Supplied data:
================================

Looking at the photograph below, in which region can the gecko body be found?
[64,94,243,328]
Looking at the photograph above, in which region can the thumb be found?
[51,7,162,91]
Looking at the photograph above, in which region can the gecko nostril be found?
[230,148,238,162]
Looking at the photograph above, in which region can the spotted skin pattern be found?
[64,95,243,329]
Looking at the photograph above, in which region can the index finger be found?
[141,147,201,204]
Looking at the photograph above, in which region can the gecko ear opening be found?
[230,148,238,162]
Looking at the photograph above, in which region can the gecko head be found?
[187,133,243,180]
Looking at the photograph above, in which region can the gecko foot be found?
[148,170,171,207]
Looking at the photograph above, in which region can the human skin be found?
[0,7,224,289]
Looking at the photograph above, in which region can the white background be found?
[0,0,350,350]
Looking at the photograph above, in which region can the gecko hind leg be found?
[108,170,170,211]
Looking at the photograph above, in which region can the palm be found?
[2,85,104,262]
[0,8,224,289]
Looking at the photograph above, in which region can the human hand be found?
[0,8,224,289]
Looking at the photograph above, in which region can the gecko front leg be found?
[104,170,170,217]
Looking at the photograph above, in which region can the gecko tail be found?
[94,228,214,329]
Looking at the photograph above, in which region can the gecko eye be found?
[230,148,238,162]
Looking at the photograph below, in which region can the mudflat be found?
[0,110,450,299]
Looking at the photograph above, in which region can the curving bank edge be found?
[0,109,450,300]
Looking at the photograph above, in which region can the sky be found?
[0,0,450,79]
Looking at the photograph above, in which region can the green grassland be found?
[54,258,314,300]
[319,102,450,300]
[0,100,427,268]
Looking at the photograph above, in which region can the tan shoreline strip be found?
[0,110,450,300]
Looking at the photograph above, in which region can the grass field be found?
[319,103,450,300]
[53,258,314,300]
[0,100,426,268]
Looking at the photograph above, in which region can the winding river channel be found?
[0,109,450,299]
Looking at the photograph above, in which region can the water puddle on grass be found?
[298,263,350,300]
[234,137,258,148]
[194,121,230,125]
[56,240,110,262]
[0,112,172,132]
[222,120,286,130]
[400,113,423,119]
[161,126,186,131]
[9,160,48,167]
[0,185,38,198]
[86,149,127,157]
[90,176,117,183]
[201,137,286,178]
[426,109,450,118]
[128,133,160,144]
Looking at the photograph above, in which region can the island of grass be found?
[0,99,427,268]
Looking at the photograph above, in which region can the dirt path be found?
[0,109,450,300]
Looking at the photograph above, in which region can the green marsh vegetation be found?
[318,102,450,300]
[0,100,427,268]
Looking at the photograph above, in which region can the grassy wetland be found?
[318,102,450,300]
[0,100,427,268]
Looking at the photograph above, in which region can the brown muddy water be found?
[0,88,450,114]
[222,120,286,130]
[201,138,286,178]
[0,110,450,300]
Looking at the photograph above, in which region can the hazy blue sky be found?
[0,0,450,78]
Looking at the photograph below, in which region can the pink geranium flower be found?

================================

Work to do:
Retype the lines of the material starting at the line that contains "tail be found?" and ending at the line that contains "[0,110,450,299]", both included, and reproduce only those lines.

Response:
Looking at the photograph above, in which region can the gecko tail be found?
[94,228,214,329]
Looking at the photograph above, in which region can the gecko eye be found?
[230,148,238,162]
Looking at the photograph below, in which region can the mudflat be found?
[0,110,450,299]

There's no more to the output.